- **OBJECTIVE**: Return every line of the listing below that contains the word "beach". Case counts.
=======
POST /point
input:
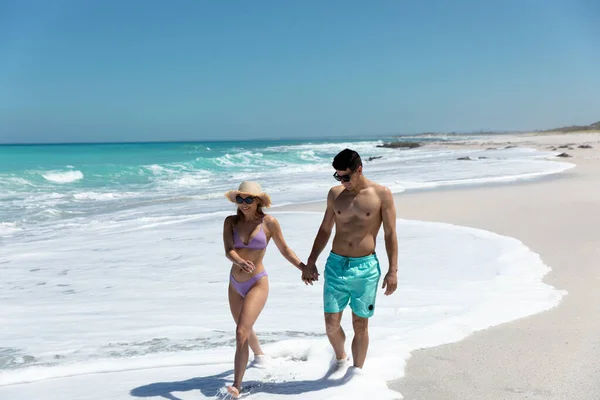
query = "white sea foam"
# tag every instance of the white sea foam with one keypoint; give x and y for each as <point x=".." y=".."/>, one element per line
<point x="97" y="311"/>
<point x="63" y="176"/>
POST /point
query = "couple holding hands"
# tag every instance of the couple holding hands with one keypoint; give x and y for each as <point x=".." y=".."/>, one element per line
<point x="358" y="207"/>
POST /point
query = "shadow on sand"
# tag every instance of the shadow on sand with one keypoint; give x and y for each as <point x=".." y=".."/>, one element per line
<point x="210" y="386"/>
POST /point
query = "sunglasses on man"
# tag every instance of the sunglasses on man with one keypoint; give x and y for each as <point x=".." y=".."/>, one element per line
<point x="342" y="178"/>
<point x="247" y="200"/>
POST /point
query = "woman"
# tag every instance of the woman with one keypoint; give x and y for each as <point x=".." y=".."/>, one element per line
<point x="245" y="236"/>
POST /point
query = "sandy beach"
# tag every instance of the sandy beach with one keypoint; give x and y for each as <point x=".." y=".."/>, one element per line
<point x="550" y="355"/>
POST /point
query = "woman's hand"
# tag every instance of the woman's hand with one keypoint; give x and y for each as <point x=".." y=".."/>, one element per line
<point x="247" y="266"/>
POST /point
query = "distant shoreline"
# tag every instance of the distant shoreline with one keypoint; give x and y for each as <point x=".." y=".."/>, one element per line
<point x="595" y="127"/>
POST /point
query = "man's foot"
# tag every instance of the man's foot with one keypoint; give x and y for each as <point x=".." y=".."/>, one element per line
<point x="338" y="367"/>
<point x="233" y="392"/>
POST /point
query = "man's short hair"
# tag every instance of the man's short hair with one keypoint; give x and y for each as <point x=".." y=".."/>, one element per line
<point x="347" y="159"/>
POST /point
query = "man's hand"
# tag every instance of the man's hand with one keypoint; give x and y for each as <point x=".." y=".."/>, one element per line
<point x="310" y="273"/>
<point x="247" y="266"/>
<point x="390" y="282"/>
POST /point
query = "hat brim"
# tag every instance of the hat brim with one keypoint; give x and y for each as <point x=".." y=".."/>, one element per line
<point x="264" y="198"/>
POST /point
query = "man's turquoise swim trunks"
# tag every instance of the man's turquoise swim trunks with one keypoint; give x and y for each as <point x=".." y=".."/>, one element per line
<point x="353" y="279"/>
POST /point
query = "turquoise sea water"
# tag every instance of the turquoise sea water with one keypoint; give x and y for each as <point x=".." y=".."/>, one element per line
<point x="83" y="183"/>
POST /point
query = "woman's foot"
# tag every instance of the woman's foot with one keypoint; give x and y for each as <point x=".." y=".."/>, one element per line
<point x="233" y="392"/>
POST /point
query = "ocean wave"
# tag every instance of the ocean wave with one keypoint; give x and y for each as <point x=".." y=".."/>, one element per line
<point x="8" y="228"/>
<point x="63" y="176"/>
<point x="102" y="196"/>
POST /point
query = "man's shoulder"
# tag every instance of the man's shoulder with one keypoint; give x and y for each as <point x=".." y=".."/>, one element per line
<point x="335" y="191"/>
<point x="380" y="190"/>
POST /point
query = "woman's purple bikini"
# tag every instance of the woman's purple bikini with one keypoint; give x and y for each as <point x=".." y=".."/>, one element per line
<point x="258" y="242"/>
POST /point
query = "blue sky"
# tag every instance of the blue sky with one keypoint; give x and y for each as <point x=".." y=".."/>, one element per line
<point x="133" y="70"/>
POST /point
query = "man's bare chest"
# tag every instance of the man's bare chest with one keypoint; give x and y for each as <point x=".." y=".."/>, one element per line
<point x="356" y="207"/>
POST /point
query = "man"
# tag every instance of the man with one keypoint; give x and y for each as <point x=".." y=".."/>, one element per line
<point x="357" y="208"/>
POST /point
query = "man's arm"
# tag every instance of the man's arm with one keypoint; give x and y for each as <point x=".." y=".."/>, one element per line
<point x="388" y="215"/>
<point x="320" y="240"/>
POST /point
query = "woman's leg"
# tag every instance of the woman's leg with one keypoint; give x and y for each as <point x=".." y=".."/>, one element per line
<point x="235" y="305"/>
<point x="253" y="304"/>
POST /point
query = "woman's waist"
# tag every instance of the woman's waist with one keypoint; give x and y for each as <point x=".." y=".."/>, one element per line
<point x="240" y="275"/>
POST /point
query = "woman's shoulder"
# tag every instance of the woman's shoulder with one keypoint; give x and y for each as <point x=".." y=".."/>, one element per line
<point x="270" y="221"/>
<point x="231" y="219"/>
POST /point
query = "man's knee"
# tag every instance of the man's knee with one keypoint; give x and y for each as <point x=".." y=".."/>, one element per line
<point x="332" y="323"/>
<point x="360" y="325"/>
<point x="242" y="334"/>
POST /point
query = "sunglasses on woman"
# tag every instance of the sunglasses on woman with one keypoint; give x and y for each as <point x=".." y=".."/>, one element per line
<point x="342" y="178"/>
<point x="247" y="200"/>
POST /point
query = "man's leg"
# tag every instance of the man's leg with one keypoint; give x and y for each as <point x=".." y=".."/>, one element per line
<point x="360" y="343"/>
<point x="336" y="334"/>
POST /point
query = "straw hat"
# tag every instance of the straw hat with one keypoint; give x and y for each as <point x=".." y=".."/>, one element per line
<point x="252" y="189"/>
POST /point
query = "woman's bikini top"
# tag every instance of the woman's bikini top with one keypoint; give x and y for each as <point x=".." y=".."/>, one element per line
<point x="258" y="242"/>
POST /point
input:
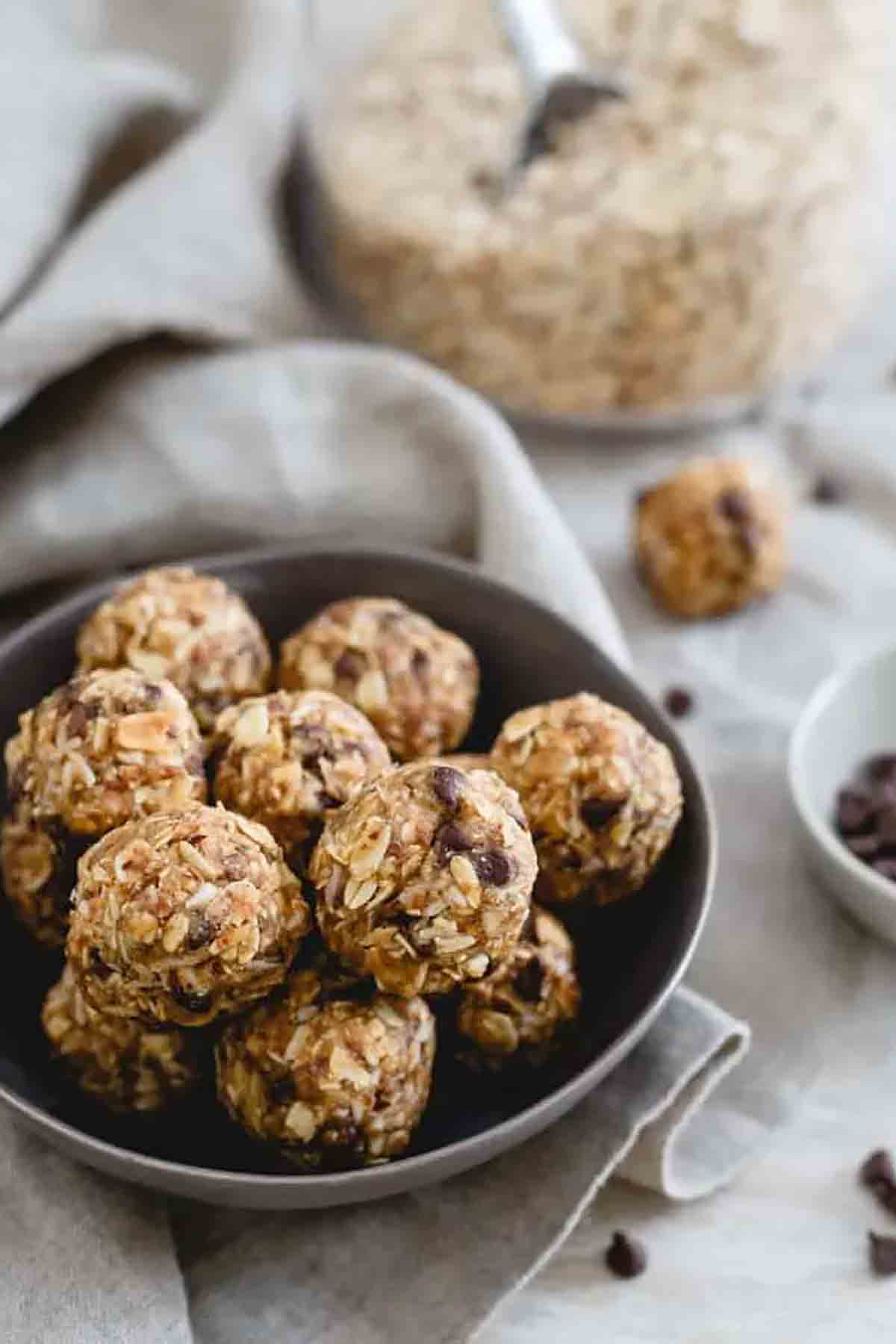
=======
- **REPLY**:
query = "sandy beach"
# tag every instance of the sandy beach with one keypoint; give x and y for each as <point x=".." y=".."/>, one element per line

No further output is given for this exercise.